## STATED EXERCISE
Please reproduce these lines exactly, starting at the line that contains "of the niche" and ending at the line that contains "579], [51, 608]]", including both of those lines.

[Location identification entries]

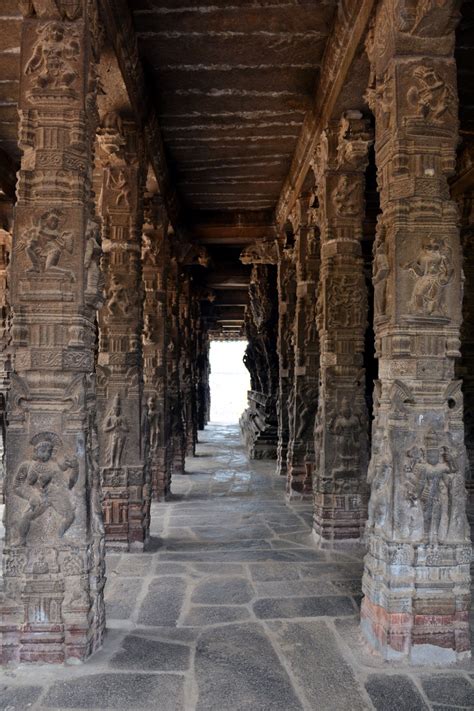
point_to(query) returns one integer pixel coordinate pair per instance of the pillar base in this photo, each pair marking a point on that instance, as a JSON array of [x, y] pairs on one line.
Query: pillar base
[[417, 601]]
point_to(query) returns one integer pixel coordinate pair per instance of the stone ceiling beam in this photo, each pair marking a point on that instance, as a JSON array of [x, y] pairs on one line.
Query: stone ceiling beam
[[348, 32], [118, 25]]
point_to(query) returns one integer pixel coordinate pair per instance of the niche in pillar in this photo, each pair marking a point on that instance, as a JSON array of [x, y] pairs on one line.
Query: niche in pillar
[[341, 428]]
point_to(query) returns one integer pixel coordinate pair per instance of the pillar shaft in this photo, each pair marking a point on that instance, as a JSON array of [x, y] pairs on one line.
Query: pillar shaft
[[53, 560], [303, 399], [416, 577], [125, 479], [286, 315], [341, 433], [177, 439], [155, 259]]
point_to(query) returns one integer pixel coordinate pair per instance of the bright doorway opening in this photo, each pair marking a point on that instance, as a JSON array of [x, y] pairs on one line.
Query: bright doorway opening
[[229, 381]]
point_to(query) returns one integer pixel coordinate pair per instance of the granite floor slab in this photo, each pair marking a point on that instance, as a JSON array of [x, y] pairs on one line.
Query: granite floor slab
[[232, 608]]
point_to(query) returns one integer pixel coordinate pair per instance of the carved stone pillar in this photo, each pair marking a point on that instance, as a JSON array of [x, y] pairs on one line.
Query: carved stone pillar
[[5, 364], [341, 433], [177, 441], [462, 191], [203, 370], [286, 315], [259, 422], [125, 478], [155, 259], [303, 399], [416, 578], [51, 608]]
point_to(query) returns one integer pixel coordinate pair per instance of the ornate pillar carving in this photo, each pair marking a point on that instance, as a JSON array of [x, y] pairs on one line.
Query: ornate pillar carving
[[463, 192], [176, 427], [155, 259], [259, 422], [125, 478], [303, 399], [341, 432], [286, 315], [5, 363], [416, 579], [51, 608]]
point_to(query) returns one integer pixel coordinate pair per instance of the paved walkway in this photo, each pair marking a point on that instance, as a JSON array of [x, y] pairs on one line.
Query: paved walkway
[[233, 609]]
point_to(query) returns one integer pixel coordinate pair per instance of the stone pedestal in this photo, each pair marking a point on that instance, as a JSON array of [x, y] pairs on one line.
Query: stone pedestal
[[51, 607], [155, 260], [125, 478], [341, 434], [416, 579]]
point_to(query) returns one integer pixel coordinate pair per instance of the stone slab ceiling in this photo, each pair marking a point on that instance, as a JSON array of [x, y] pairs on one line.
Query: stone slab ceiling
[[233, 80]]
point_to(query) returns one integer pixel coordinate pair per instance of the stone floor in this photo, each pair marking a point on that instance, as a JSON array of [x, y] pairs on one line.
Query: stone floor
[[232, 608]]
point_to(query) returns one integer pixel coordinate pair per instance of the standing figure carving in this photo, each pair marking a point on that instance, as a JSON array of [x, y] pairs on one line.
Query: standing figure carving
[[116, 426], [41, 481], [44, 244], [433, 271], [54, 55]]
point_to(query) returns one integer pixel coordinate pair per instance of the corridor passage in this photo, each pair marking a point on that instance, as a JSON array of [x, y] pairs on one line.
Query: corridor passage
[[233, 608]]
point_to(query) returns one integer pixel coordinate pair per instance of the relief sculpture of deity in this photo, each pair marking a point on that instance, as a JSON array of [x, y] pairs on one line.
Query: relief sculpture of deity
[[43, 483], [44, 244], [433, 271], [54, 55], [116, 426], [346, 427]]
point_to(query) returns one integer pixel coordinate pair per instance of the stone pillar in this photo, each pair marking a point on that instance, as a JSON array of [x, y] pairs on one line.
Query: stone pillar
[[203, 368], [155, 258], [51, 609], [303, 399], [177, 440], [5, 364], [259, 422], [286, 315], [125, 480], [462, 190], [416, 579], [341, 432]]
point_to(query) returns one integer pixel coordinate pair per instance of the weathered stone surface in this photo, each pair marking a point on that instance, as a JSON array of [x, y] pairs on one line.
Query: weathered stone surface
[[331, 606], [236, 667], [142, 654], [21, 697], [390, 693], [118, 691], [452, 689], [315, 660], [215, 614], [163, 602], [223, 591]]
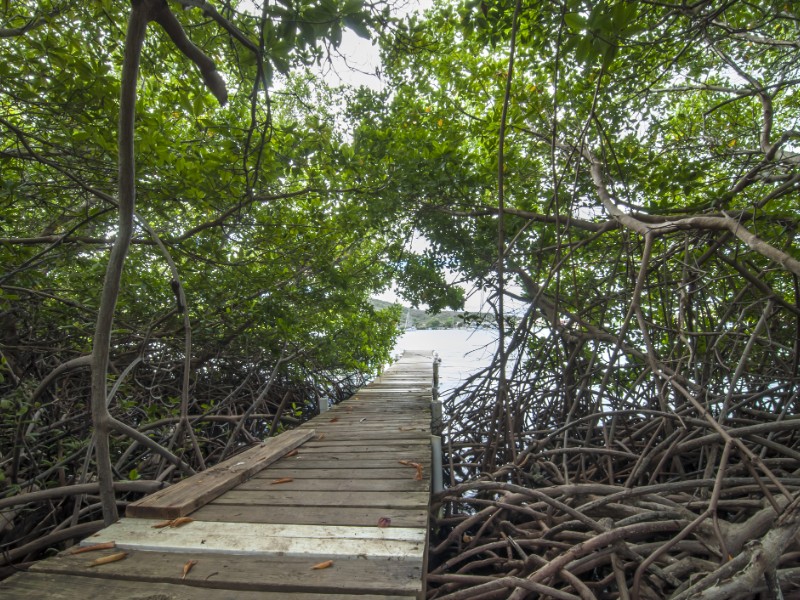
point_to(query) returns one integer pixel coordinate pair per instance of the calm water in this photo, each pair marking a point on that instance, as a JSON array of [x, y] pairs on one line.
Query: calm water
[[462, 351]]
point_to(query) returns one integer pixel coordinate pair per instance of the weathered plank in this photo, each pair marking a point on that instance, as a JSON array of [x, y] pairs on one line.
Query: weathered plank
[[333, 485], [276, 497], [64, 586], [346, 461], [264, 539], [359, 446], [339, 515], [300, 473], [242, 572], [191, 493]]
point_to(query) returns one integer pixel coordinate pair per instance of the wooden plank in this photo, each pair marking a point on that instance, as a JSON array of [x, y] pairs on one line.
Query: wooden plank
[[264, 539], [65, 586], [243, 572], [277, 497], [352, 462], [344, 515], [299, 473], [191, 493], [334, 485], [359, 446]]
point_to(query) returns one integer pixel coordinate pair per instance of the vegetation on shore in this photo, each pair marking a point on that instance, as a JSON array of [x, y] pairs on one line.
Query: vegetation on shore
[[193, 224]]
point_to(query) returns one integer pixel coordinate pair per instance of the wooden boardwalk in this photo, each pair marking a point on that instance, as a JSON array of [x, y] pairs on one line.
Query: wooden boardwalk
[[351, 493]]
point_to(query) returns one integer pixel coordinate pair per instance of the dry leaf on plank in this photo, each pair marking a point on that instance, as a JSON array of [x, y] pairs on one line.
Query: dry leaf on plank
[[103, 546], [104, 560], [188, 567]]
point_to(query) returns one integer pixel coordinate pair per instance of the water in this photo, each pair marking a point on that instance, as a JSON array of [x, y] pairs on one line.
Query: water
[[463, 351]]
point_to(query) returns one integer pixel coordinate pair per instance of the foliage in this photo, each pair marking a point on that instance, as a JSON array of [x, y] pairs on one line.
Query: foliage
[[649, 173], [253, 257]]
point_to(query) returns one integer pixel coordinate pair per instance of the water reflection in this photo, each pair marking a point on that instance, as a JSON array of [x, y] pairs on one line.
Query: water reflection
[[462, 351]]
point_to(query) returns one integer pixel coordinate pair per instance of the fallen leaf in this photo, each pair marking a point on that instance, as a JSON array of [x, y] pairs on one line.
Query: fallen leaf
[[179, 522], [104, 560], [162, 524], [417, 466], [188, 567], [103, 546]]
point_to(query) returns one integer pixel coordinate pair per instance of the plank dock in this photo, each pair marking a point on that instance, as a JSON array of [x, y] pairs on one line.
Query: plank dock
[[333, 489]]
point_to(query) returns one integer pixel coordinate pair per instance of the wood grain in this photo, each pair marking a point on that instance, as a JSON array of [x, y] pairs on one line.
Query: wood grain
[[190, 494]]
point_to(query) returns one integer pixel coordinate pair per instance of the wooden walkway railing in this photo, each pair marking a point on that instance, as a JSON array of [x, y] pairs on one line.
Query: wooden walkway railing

## WRITTEN SOLUTION
point_to(query) returns one integer pixel coordinate pair per instance of the niche in pillar in this photo, each pair marking a point on that instance, as a JSON array of [x, y] pairs on one line.
Query: niche in pillar
[[341, 428]]
point_to(query) returns one integer pixel coordinate pair per instance of the pillar shaft in this photo, each pair marking a point on that instance, as a JSON array of [x, y] pairs on one line.
Query: pillar shaft
[[53, 560], [303, 399], [416, 577], [125, 479], [286, 315], [341, 433], [177, 439], [155, 259]]
point_to(query) returns one integer pixel coordinate pair per instance of the bright doorway opening in this photo, each pair marking a point on that instance, as a JSON array of [x, y] pairs on one line.
Query: bright doorway opening
[[229, 381]]
point_to(query) returns one integer pixel coordinate pair per instance of the granite floor slab in this photo, each pair marking a point on that instance, as a JSON array of [x, y] pairs on one line.
Query: granite floor slab
[[232, 608]]
point_to(query) returns one integer pixel coordinate pair per instance of the carved stone pillar in this photo, each pair marking a point on that instance, as a JSON array of [x, y] pairs on one line.
Query: carved stone pillar
[[5, 364], [341, 433], [177, 441], [462, 191], [203, 370], [286, 315], [259, 422], [125, 478], [155, 259], [303, 399], [416, 578], [51, 608]]
point_to(query) returns one integer pixel coordinate pair per instance of the ornate pillar carving in this photo, each pair marking a point on that instance, as a JSON array of [x, y] pairs on one line.
Query: ornate pillar carving
[[463, 192], [176, 427], [155, 259], [259, 422], [125, 478], [303, 399], [341, 432], [286, 315], [5, 363], [416, 579], [51, 608]]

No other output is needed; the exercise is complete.